● WHAT THE EXERCISE ASKS: What lines in the following entries hold the word "olive"? Copy each one.

====

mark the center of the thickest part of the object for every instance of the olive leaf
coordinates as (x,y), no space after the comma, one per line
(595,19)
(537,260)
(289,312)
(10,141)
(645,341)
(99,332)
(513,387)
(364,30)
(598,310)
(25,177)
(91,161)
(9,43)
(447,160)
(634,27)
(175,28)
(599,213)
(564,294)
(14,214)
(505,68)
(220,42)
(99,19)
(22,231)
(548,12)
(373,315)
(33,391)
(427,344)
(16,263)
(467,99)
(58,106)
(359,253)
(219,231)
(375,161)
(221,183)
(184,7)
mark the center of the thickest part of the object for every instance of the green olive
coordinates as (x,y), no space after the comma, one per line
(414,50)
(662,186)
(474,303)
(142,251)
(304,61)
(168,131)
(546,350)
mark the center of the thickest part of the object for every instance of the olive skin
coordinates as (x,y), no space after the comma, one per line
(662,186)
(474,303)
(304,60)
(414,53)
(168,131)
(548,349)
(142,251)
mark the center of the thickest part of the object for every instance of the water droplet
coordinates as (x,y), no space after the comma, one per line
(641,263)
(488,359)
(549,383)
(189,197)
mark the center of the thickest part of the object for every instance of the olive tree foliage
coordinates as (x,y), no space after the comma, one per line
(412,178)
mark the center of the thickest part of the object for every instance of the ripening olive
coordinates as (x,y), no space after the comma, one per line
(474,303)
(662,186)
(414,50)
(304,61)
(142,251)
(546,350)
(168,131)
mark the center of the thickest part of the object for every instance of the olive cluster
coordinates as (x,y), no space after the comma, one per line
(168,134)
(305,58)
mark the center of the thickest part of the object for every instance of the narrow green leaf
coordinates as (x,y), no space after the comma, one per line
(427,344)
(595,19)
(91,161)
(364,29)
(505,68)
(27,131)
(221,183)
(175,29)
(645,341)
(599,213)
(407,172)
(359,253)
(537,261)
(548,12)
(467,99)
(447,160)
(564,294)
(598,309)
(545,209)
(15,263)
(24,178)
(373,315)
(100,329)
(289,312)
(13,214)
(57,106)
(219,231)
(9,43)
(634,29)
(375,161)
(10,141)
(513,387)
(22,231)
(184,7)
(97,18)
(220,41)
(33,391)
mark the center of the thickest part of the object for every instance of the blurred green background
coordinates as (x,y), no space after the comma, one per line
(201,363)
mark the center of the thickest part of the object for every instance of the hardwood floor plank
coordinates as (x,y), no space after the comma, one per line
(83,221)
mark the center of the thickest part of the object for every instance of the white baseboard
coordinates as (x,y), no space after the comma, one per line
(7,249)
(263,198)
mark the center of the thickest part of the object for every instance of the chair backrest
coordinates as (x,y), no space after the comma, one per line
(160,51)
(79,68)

====

● ANSWER SECTION:
mark the center of the thickest part of the object for every instance of the olive leaf
mark the center of the thickest part of the object for every instance of the green olive
mark the center of the thickest part of the object for every instance of the olive skin
mark the center of the thickest part of the object for every instance of the olive tree foliage
mark the center of the thickest part of the object for every instance of the ripening olive
mark the center of the thickest part of the object for every instance of the olive cluster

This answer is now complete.